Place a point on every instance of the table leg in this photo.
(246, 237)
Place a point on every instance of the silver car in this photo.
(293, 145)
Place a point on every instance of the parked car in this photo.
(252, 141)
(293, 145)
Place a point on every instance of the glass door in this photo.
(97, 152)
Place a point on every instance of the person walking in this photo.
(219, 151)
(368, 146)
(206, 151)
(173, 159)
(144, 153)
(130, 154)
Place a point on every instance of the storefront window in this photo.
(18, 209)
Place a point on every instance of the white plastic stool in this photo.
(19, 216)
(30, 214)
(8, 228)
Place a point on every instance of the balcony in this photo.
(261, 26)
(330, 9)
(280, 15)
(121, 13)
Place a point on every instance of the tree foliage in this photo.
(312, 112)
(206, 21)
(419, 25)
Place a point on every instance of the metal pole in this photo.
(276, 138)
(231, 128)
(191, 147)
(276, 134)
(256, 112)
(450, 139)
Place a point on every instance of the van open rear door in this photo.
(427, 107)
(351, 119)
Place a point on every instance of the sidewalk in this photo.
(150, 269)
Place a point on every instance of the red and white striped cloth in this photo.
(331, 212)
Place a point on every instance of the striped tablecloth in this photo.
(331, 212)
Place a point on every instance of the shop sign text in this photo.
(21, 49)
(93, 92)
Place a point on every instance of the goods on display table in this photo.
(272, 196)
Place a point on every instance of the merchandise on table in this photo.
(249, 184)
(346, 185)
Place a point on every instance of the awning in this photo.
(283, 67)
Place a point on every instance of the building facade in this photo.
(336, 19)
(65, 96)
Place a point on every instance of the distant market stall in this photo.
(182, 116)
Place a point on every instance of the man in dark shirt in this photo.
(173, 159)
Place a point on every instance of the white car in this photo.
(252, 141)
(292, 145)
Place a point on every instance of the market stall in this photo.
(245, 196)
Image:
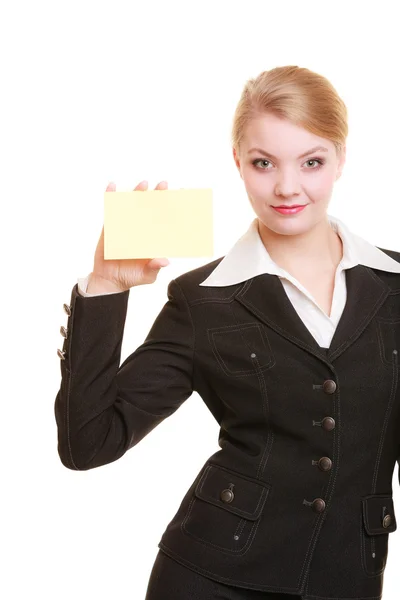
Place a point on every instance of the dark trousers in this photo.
(169, 580)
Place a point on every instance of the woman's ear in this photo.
(342, 160)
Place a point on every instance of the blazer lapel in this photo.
(265, 297)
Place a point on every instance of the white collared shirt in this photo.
(248, 258)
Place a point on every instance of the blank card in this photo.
(158, 223)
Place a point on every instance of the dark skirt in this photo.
(169, 580)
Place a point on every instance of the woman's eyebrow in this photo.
(315, 149)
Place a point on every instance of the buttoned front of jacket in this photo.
(309, 440)
(298, 498)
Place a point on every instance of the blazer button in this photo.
(318, 505)
(325, 463)
(329, 386)
(328, 423)
(387, 521)
(67, 309)
(227, 495)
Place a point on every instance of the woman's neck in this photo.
(319, 250)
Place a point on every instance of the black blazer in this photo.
(299, 497)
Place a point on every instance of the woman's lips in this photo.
(289, 211)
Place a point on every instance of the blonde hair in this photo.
(297, 94)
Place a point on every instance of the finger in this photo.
(142, 186)
(163, 185)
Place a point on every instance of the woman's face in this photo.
(282, 178)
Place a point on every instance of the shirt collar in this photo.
(248, 257)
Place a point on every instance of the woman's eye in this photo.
(311, 160)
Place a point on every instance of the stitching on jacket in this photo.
(72, 316)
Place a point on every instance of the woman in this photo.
(291, 341)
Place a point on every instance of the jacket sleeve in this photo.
(103, 409)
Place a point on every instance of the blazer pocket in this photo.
(225, 509)
(241, 350)
(378, 520)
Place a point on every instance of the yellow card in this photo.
(158, 223)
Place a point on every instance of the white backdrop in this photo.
(94, 92)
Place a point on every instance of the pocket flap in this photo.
(378, 514)
(236, 493)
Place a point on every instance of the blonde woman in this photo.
(291, 339)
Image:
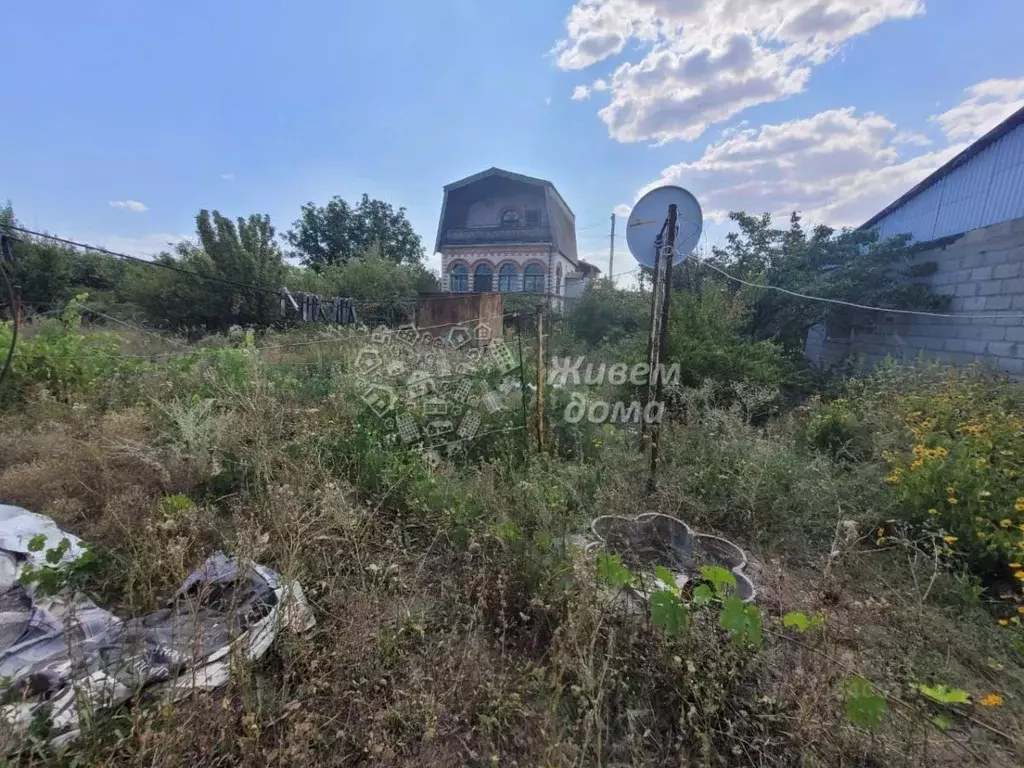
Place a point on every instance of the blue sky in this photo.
(833, 107)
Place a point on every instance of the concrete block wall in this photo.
(983, 271)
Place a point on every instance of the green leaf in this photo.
(796, 619)
(741, 622)
(665, 576)
(721, 579)
(942, 694)
(702, 595)
(668, 612)
(863, 706)
(611, 570)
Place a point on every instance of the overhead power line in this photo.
(962, 315)
(137, 260)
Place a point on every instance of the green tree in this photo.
(848, 265)
(337, 232)
(243, 252)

#### [WHAT IS NEEDED]
Produce an exact copy of the records above, leaving out the pictures.

#### [TASK SOLUTION]
Place a point on every instance of the table leg in this photo.
(246, 237)
Place a point on every instance of the silver car in this photo.
(293, 145)
Place a point on every instance of the parked car in this photo.
(252, 141)
(293, 145)
Place a point on every instance of the glass door in this photo.
(97, 152)
Place a point on every instance of the person walking in this photo.
(219, 151)
(368, 146)
(206, 151)
(173, 159)
(144, 153)
(130, 154)
Place a point on every instance of the storefront window in this photo.
(18, 209)
Place a point on every instance of the white plastic stool in this photo.
(19, 216)
(30, 214)
(8, 228)
Place a point on every instance of the balcony in this photo.
(261, 26)
(330, 9)
(280, 15)
(121, 13)
Place a point on every instance of the tree foliage in this photo.
(312, 112)
(206, 21)
(419, 25)
Place a point on every instance of the metal pole in this photo.
(276, 138)
(231, 128)
(191, 147)
(276, 134)
(256, 112)
(450, 139)
Place a point on every instance of the van open rear door in this photo.
(427, 107)
(351, 119)
Place a point on every instance of the sidewalk in this photo.
(150, 269)
Place a point on every instance of the red and white striped cloth in this photo.
(331, 212)
Place a point on every instance of the striped tablecloth in this photo.
(331, 212)
Place a point on every instance of the shop sign text in this photo.
(21, 49)
(93, 92)
Place a point on every instance of the goods on display table in this photo.
(272, 196)
Place a point on every instance of the merchandise on table in this photo.
(249, 184)
(346, 185)
Place a point on every instance of the awning in this photo.
(283, 67)
Place a point on every instance of the building facade in this photo.
(336, 19)
(65, 96)
Place a point on every instance of the distant market stall in this photo.
(182, 116)
Place a point on every instance of the man in dark shirt in this photo.
(173, 159)
Place a point on every instance of the white car in this photo.
(252, 141)
(292, 145)
Place a point on every instance of the market stall in this photo.
(245, 196)
Image:
Place a point on every instance of the dark trousers in this photo.
(169, 580)
Place a point on every instance of the woman's ear in this photo.
(342, 160)
Place a point on every instance of the blazer lapel in this photo.
(265, 297)
Place a point on every instance of the white collared shirt in this photo.
(248, 258)
Place a point on every instance of the blank card in this photo.
(158, 223)
Place a point on every instance of the dark skirt in this photo.
(169, 580)
Place a point on every instance of the woman's eyebrow in this photo.
(315, 149)
Place a point on every instance of the buttoned front of jacket in this photo.
(309, 440)
(298, 498)
Place a point on every instance of the blazer button in this photo.
(318, 505)
(325, 463)
(329, 386)
(328, 423)
(387, 521)
(67, 309)
(227, 495)
Place a point on every instance of the woman's neck in this photo.
(319, 250)
Place a point on every instance of the black blazer in this photo.
(299, 497)
Place a point on every instance of the woman's lips in this photo.
(289, 211)
Place a point on every instance of the blonde hair in this photo.
(297, 94)
Place a point on every instance of the finger in this photo.
(142, 186)
(163, 185)
Place a point on every instance of the woman's face in this photo.
(282, 178)
Place a point on every instance of the shirt collar in this photo.
(248, 257)
Place a point on every instance of the woman's eye in this photo.
(311, 160)
Place a point on every instance of the stitching on jacket in this photo.
(72, 316)
Place a point on every instance of the woman in this photo.
(291, 341)
Place a point on every instance of the jacket sleeve in this photo.
(103, 409)
Place a point on every instance of the blazer pocket in this photo.
(225, 509)
(241, 350)
(378, 520)
Place a point on every instance of the yellow card in this photo.
(158, 223)
Place a point on every instance of the white backdrop in this photo.
(94, 92)
Place a point on every instance of the pocket flap in this photo.
(378, 514)
(236, 493)
Place a point on every instance of the blonde woman in this photo.
(291, 339)
Image:
Place a point on every instance of the blue sky in this photo.
(833, 107)
Place a point on every instance of the concrete block wall in this photo.
(983, 271)
Place a point on every instance of the green leaf in this photo.
(796, 619)
(741, 622)
(665, 576)
(721, 579)
(942, 694)
(702, 595)
(668, 612)
(863, 706)
(611, 570)
Place a point on every instance of the overhead power line in this photo.
(962, 315)
(137, 260)
Place a point on every instance of the green tree in this photo.
(848, 265)
(337, 232)
(243, 252)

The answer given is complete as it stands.